MATERIALS PROVIDED:
⟨

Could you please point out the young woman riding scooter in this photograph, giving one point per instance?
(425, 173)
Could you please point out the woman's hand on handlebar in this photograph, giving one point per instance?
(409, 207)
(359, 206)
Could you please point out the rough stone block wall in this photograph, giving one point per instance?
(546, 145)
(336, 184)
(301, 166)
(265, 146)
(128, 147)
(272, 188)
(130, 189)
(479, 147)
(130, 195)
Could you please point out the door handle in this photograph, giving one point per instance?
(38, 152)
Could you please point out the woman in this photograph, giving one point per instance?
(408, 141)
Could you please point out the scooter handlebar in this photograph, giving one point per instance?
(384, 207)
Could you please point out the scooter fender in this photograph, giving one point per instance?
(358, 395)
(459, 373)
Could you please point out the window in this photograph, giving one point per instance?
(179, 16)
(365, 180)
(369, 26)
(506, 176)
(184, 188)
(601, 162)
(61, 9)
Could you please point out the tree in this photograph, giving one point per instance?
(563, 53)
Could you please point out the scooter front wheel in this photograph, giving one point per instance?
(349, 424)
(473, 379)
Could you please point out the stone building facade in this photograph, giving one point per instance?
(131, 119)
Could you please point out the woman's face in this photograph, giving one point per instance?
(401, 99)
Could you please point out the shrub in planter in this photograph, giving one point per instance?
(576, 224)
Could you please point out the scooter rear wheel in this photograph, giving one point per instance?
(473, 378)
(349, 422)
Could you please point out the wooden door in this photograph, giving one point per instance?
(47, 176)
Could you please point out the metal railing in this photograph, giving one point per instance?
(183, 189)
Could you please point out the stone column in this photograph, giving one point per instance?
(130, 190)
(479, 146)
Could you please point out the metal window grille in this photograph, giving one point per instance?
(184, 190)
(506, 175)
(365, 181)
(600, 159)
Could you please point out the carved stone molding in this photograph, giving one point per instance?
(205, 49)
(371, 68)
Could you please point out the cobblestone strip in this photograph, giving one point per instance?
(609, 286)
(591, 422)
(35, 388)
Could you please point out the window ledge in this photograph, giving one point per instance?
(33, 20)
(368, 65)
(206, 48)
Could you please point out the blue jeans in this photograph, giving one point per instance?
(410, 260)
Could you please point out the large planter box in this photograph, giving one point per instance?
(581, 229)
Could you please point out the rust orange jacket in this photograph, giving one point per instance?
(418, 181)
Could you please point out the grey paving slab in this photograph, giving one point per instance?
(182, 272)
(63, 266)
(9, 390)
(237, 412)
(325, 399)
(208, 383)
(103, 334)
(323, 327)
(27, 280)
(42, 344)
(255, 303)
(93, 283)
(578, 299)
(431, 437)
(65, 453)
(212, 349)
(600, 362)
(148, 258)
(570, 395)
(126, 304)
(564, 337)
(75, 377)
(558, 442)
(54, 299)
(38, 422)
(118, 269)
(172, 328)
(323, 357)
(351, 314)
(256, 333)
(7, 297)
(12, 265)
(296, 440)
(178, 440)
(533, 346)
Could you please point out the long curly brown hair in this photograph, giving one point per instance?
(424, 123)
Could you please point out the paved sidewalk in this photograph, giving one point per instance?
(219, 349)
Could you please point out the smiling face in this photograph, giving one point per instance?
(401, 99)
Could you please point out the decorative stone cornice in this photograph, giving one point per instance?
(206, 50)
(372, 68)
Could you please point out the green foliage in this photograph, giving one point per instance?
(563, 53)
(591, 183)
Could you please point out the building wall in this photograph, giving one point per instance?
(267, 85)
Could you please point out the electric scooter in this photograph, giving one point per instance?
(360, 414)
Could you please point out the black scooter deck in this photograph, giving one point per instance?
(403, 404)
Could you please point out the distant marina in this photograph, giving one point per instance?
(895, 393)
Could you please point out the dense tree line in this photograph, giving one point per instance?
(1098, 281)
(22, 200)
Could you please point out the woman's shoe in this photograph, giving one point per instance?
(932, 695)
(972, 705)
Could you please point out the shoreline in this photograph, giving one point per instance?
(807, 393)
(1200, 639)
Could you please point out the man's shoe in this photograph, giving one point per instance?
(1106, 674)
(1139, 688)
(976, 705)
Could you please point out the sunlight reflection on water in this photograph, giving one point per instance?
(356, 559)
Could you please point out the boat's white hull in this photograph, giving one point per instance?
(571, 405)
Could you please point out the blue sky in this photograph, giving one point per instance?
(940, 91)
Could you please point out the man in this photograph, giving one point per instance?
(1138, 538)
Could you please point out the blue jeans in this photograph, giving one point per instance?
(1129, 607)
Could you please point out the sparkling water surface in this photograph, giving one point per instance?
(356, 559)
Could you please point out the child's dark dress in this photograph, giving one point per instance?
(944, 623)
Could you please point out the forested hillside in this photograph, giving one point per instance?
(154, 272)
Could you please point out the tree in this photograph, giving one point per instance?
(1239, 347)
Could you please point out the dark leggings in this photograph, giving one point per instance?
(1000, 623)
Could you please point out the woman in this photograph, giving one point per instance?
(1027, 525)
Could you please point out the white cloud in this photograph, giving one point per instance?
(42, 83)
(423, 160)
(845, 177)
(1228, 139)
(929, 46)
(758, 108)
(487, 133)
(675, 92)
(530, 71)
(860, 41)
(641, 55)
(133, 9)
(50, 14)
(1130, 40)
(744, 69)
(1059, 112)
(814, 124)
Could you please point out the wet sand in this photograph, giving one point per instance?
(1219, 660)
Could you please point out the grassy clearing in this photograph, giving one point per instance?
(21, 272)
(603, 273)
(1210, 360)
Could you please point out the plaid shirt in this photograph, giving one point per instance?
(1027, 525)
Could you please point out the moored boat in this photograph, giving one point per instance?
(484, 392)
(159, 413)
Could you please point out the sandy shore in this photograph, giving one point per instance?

⟩

ASSIGNED TASK: All of the entries above should be transcribed exactly, line for line.

EXERCISE RESULT:
Could you please point out the young woman riding scooter in this photograph, giving one point per instance?
(425, 173)
Could you please point out the woman's hand on handlebar in this photograph, giving one point per instance?
(409, 207)
(359, 206)
Could you please point out the rough stone block wall in this photograph, giving one point per instance?
(546, 145)
(336, 184)
(301, 166)
(265, 146)
(128, 147)
(272, 188)
(130, 189)
(479, 147)
(130, 195)
Could you please point out the door handle in this photograph, giving one point per instance?
(38, 152)
Could you please point out the woman in this photograph, giving one point per instance?
(408, 141)
Could you please point out the scooter handlebar in this photograph, giving one point per instance?
(384, 207)
Could you please point out the scooter fender in this photograph, giving one point per instance?
(358, 395)
(459, 373)
Could you please point out the window in this photograph, giving one point per instance?
(179, 16)
(365, 180)
(369, 26)
(506, 176)
(184, 188)
(601, 162)
(61, 9)
Could you please point out the tree in this photograph, giving one point per instance?
(563, 53)
Could you please point out the scooter front wheel in this photograph, giving one point per instance?
(349, 424)
(473, 379)
Could you please point out the stone building facade in this photograph, giving one point per instance?
(131, 119)
Could you please point out the woman's face in this photograph, giving one point per instance?
(401, 99)
Could you please point out the shrub in planter in this photograph, giving one point per instance?
(576, 224)
Could you please point out the scooter rear wheel in this photograph, giving one point per instance?
(473, 378)
(349, 422)
Could you please point out the wooden door in this photograph, giving one point per instance?
(47, 176)
Could you please point out the metal railing in this photograph, giving one point per instance?
(183, 189)
Could you please point out the stone column in this photograph, giving one point per instance?
(130, 190)
(479, 146)
Could you please point out the metal window grille in this photograph, giving one point per instance?
(184, 190)
(506, 175)
(365, 181)
(600, 159)
Could you please point out the carved stone molding in this photograph, giving one point per instance?
(205, 49)
(371, 68)
Could you please point out the cobblestone strip in this photograph, giving one point per instance?
(609, 286)
(591, 422)
(35, 388)
Could you please point out the window ledge in this photograph, giving one point per instance?
(33, 20)
(368, 65)
(206, 48)
Could you please point out the blue jeans in this photograph, giving one point per instance?
(410, 260)
Could you please point out the large planter box in this photograph, giving one point per instance?
(581, 229)
Could you please point out the rust orange jacket in this photograph, giving one point per instance?
(418, 181)
Could you please point out the grey paving slab in this photograph, giving one point per instance?
(182, 272)
(63, 266)
(9, 390)
(237, 412)
(325, 399)
(208, 383)
(103, 334)
(323, 327)
(27, 280)
(42, 344)
(255, 303)
(93, 283)
(578, 299)
(431, 437)
(65, 453)
(212, 349)
(600, 362)
(148, 258)
(570, 395)
(126, 304)
(564, 337)
(75, 377)
(558, 442)
(54, 299)
(38, 422)
(118, 269)
(172, 328)
(323, 357)
(351, 314)
(256, 333)
(7, 297)
(12, 265)
(296, 440)
(178, 440)
(533, 346)
Could you please point out the long curly brown hair in this photograph, giving one point per instance?
(424, 123)
Could you please point out the paved sidewalk in this photograph, giving one point per instance?
(219, 349)
Could you please point out the smiling face in this photograph, giving one point per instance?
(401, 99)
Could you please point out the decorative stone cornice in this photograph, giving one point per instance?
(206, 50)
(372, 68)
Could you please point out the green foliage in this photograph, giving one point per instance?
(563, 53)
(591, 183)
Could you please point out the building wall in this photograph, giving one point per instance?
(267, 85)
Could you please point out the electric scooter in this photograph, giving one point per instance?
(360, 414)
Could you please point out the black scooter deck in this photograph, giving one point per instance?
(403, 404)
Could you please point out the distant marina in this photograph, giving one point per instance?
(895, 393)
Could you please point out the dense tree line in this photograph, giving one point per instance?
(1098, 281)
(22, 200)
Could you please point out the woman's shoe in this photograph, giving one point per instance?
(932, 695)
(972, 705)
Could you please point out the shoreline in this photograph, giving one point per instance?
(807, 393)
(1200, 639)
Could you please point out the man's shoe in this photograph, giving one point per instance?
(1106, 674)
(1139, 688)
(976, 705)
Could you please point out the sunlight reflection on water in this photograph, giving one point per instance?
(356, 559)
Could you please point out the boat's white hull in this photograph, giving one point per instance?
(571, 405)
Could you please point out the blue sky in this photograph, giving one point per instance?
(940, 91)
Could you please point out the man in this photograph, giving one point per instance?
(1138, 538)
Could you please point out the blue jeans in this photograph, giving one point per instance?
(1129, 607)
Could you please point out the sparkling water surface in this photograph, giving one point per instance?
(356, 559)
Could you please point out the child's dark dress in this photograph, giving one point per instance?
(944, 623)
Could you please point out the forested hillside in this photograph, giving one point per instance?
(154, 272)
Could you please point out the tree in this photograph, giving one point per instance?
(1239, 347)
Could you please point out the dark leggings in this photograph, giving one point per instance?
(1000, 623)
Could you please point out the woman in this photograph, giving one point per instance?
(1027, 525)
Could you please point out the white cloud in this photograph, giving one point per instance?
(42, 83)
(423, 160)
(845, 177)
(1228, 139)
(929, 46)
(758, 108)
(487, 133)
(675, 92)
(530, 71)
(860, 41)
(641, 55)
(133, 9)
(50, 14)
(1130, 40)
(744, 69)
(1059, 112)
(814, 124)
Could you please point out the wet sand in this photograph, giving one point per instance?
(1219, 660)
Could you please point out the grassy clearing in this photograph, giving one point per instance?
(21, 272)
(603, 273)
(1210, 360)
Could you please point out the plaid shirt in this photograph, giving one point per instance?
(1027, 525)
Could you please point out the moored boat in this photograph, giving one point per instance?
(484, 392)
(159, 413)
Could you please point out the sandy shore in this photograph, giving one point per instance?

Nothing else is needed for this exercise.